[WHAT IS BEING ASKED] Please quote the material exactly, every line of it.

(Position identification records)

════════════════════

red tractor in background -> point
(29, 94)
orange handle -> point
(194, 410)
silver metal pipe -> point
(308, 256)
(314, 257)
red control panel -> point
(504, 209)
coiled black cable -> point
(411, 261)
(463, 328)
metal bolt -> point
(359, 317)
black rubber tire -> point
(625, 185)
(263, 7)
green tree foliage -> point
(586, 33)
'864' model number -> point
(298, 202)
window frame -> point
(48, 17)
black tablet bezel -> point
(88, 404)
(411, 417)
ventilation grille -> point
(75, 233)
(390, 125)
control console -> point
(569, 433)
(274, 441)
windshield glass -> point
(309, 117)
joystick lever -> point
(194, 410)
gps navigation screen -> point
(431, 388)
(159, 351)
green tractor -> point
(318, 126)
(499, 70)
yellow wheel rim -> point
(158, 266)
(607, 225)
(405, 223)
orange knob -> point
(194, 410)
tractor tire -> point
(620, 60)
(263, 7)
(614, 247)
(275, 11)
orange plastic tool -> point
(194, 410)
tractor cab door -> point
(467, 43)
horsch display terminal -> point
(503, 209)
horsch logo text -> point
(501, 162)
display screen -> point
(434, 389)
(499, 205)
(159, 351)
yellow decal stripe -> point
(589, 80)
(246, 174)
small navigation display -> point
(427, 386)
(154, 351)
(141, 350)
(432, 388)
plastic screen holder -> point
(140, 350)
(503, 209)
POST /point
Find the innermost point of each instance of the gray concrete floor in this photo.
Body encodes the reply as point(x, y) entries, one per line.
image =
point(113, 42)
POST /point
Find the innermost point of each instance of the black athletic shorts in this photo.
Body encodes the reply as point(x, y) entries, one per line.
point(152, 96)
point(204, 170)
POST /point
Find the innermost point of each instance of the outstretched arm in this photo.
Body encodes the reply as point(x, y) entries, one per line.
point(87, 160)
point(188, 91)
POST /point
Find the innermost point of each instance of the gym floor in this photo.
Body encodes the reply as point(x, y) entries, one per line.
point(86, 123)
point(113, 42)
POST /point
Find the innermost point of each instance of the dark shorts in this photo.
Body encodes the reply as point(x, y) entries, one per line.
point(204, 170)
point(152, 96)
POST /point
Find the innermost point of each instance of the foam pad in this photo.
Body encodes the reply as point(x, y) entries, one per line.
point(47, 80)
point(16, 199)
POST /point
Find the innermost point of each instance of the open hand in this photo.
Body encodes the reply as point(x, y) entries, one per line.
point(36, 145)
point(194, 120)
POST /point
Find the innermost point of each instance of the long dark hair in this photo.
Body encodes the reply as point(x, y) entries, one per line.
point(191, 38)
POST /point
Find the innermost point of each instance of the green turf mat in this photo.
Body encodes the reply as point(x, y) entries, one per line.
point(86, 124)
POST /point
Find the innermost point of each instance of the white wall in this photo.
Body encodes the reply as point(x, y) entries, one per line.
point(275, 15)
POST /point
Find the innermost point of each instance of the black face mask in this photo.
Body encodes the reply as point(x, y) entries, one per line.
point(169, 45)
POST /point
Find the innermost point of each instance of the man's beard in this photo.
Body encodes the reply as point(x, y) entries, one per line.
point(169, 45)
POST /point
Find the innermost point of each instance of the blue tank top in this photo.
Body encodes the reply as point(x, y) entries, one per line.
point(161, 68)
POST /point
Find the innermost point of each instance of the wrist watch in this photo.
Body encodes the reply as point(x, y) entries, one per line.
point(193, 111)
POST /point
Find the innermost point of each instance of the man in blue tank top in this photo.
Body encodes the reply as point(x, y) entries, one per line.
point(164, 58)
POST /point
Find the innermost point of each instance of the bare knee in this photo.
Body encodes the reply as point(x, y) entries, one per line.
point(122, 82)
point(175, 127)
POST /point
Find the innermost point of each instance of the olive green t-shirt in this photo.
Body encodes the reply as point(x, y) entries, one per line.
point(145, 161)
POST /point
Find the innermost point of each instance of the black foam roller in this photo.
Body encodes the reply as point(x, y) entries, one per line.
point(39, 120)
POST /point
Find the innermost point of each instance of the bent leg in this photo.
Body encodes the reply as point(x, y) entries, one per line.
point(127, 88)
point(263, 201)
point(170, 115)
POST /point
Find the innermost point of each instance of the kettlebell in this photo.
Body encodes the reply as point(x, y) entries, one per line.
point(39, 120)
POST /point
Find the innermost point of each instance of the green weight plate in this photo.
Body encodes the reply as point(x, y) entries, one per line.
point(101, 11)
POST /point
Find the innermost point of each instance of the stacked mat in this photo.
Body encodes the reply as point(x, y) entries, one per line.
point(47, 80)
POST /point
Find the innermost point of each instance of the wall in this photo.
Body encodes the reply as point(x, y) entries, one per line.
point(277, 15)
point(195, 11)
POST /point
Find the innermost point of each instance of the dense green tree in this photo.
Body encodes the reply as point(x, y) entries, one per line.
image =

════════════════════

[OUTPUT BELOW]
red tractor in background -> point
(29, 94)
orange handle -> point
(194, 410)
silver metal pipe -> point
(308, 256)
(314, 257)
red control panel -> point
(504, 209)
coiled black cable -> point
(411, 261)
(463, 328)
metal bolt -> point
(359, 317)
black rubber tire -> point
(625, 185)
(263, 7)
green tree foliage -> point
(586, 33)
'864' model number -> point
(298, 202)
window frame -> point
(48, 17)
black tablet bezel -> point
(88, 404)
(411, 417)
ventilation grille -> point
(75, 233)
(390, 125)
control console -> point
(569, 433)
(274, 441)
windshield glass -> point
(309, 117)
joystick lever -> point
(194, 410)
gps navigation screen -> point
(431, 388)
(159, 351)
green tractor -> point
(318, 126)
(499, 70)
yellow wheel rim -> point
(158, 266)
(607, 225)
(405, 223)
orange knob -> point
(194, 410)
tractor tire -> point
(620, 60)
(263, 7)
(614, 247)
(275, 11)
orange plastic tool -> point
(194, 410)
tractor cab door -> point
(467, 43)
horsch display terminal -> point
(503, 209)
horsch logo text -> point
(501, 162)
display screen -> point
(434, 389)
(499, 205)
(159, 351)
yellow decal stripe -> point
(589, 80)
(246, 174)
small navigation display -> point
(427, 386)
(154, 351)
(141, 350)
(432, 388)
plastic screen holder -> point
(140, 350)
(503, 209)
POST /point
Find the innermost point of each instance of the gray concrete floor in this photo.
Body encodes the reply as point(x, y) entries, one per line.
image =
point(113, 42)
POST /point
Find the innermost point of each instance of the black athletic shorts in this photo.
Body encodes the reply as point(x, y) entries, one per line.
point(152, 96)
point(204, 170)
POST /point
Find the innermost point of each instance of the outstretched arm in this photo.
Body encodes the reply as point(x, y) entries, one per line.
point(87, 160)
point(188, 91)
POST /point
Find the innermost point of each instance of the gym floor in this photo.
Body encodes the reply as point(x, y) entries, one per line.
point(86, 123)
point(113, 42)
POST /point
Find the innermost point of each instance of the dark shorts in this photo.
Body encodes the reply as point(x, y) entries, one per line.
point(204, 170)
point(152, 96)
POST /point
Find the innermost point of each instance of the foam pad in this photo.
Body encodes the reply as point(x, y) entries, one per line.
point(47, 80)
point(16, 199)
POST /point
Find the innermost point of each instance of the open hand in this photo.
Body encodes the reply as point(x, y) entries, one per line.
point(36, 145)
point(194, 120)
POST /point
Find the innermost point of each instance of the long dark hair in this photo.
Body encodes the reply as point(x, y) entries, one per line.
point(191, 38)
POST /point
Find the innermost point of each instance of the green turf mat in this photo.
Body encodes the reply as point(x, y) entries, one per line.
point(86, 124)
POST /point
Find the innermost point of each instance of the white wall in this photo.
Body encodes the reply as point(x, y) entries, one per line.
point(275, 15)
POST /point
Find the innermost point of each instance of the black face mask in this photo.
Body encodes the reply as point(x, y) entries, one per line.
point(169, 45)
POST /point
Find the innermost point of each instance of the man's beard in this photo.
Body encodes the reply as point(x, y) entries, one per line.
point(169, 45)
POST /point
Find the innermost point of each instance of the blue tank top in this photo.
Body encodes the reply as point(x, y) entries, one per line.
point(161, 68)
POST /point
Find the innermost point of each instance of the wrist watch in this photo.
Body encodes the reply as point(x, y) entries, one per line.
point(193, 111)
POST /point
Find the innermost point of each instance of the man in blue tank top in this photo.
Body encodes the reply as point(x, y) entries, one per line.
point(164, 58)
POST /point
Find the innermost point of each instance of the bare knee in this photo.
Body encodes the reply as point(x, y) entries, one per line.
point(122, 82)
point(175, 127)
POST /point
Find the innermost point of each instance of the olive green t-shirt in this photo.
Body encodes the reply as point(x, y) entries, one per line.
point(145, 161)
POST /point
Find the innermost point of each instance of the black foam roller in this photo.
Body encodes the reply as point(x, y) entries, one per line.
point(39, 120)
POST /point
Find the innermost point of each instance of the bent leg in this photo.
Body encodes the reply as point(x, y) entries, one per line.
point(127, 88)
point(263, 201)
point(170, 115)
POST /point
Find the innermost point of each instance of the kettlebell in this photo.
Body encodes the reply as point(x, y) entries, one per line.
point(39, 120)
POST /point
Find the innermost point of each instance of the green weight plate in this photo.
Body encodes the reply as point(x, y) entries, one per line.
point(101, 11)
POST /point
Find the innermost point of each instance of the stacked mat in this photo.
Body encodes the reply as point(x, y) entries, one per line.
point(47, 80)
POST /point
Find the innermost point of each instance of the wall in this photo.
Body encodes the reply as point(x, y) entries, one per line.
point(277, 15)
point(195, 11)
POST /point
Find the innermost point of each instance of the dense green tree in this photo.
Body encodes the reply as point(x, y) entries, one per line.
image =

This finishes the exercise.